WORKING DATA:
-- start --

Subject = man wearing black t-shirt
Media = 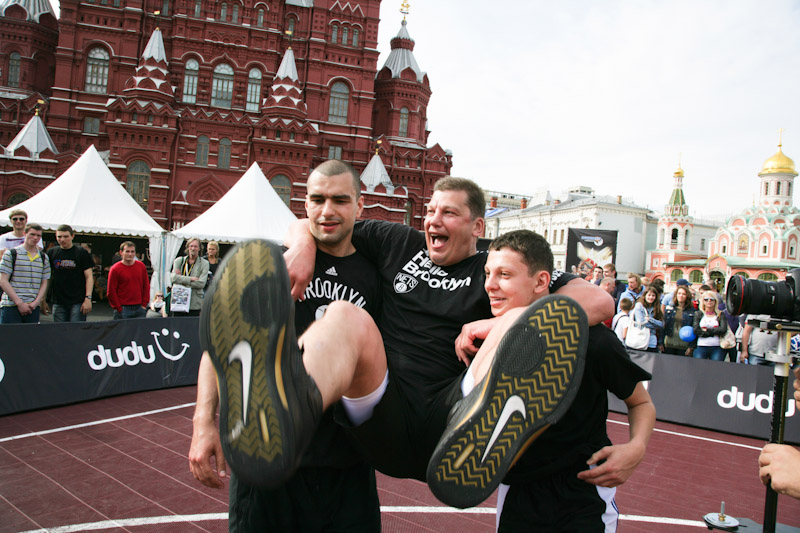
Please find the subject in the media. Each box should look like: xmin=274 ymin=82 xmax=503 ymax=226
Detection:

-- end --
-- start --

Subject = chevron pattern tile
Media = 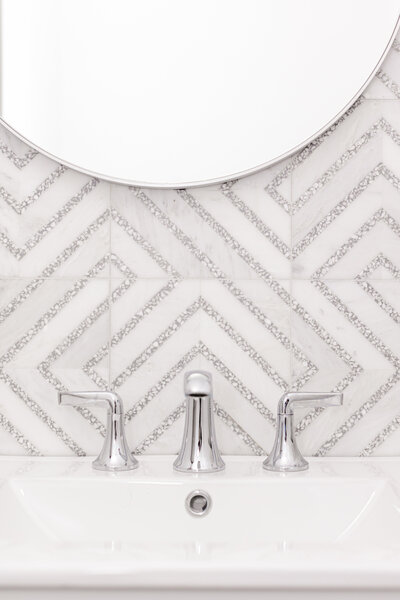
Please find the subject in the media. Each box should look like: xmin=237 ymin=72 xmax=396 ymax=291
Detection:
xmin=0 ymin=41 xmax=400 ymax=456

-- end --
-- start --

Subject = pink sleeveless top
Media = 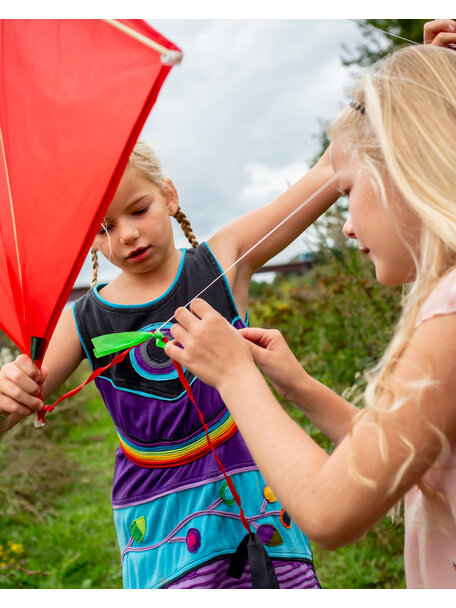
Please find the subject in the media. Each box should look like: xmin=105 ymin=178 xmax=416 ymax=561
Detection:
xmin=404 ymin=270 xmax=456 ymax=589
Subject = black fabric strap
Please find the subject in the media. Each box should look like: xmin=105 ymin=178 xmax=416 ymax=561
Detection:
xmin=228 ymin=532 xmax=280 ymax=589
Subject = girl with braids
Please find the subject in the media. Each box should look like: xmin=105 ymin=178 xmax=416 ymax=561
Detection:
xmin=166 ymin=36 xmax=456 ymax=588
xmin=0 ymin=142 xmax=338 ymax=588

-- end --

AIM: Transcribe the lines above verbatim, starting with the line containing "Subject = pink sleeveless top" and continuing through the line containing "xmin=0 ymin=142 xmax=338 ymax=588", with both included. Omit the pictures from your answer.

SOLUTION FOR THIS PROBLEM:
Subject = pink sleeveless top
Media = 
Please find the subject in the media. Each box should look like: xmin=105 ymin=178 xmax=416 ymax=561
Detection:
xmin=404 ymin=270 xmax=456 ymax=589
Subject = black fabric strap
Please find the subject in the media. Each box should look like: xmin=105 ymin=178 xmax=416 ymax=561
Detection:
xmin=228 ymin=532 xmax=280 ymax=589
Subject = girl with braids
Please find the subject in the media. Each box should look like: xmin=105 ymin=178 xmax=416 ymax=561
Detection:
xmin=166 ymin=36 xmax=456 ymax=588
xmin=0 ymin=142 xmax=338 ymax=588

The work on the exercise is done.